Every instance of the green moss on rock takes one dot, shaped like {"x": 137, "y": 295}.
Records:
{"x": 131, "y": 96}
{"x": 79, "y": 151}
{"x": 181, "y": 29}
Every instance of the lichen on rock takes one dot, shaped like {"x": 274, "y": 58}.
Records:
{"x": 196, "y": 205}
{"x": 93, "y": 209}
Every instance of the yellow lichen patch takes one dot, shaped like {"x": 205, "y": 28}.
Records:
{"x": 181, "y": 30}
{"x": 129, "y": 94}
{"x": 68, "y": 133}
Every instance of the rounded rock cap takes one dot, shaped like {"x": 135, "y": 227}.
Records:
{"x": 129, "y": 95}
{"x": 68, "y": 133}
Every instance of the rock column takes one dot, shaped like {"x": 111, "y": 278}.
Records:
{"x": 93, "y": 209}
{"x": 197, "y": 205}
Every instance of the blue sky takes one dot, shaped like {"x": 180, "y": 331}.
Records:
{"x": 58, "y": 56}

--------

The problem →
Look through the records and copy down every line that holds "lichen".

Task output →
Every instance of the lichen on rock takes one dot, shaped like {"x": 274, "y": 58}.
Every instance of the yellow lichen patch takes one dot, shaped like {"x": 205, "y": 28}.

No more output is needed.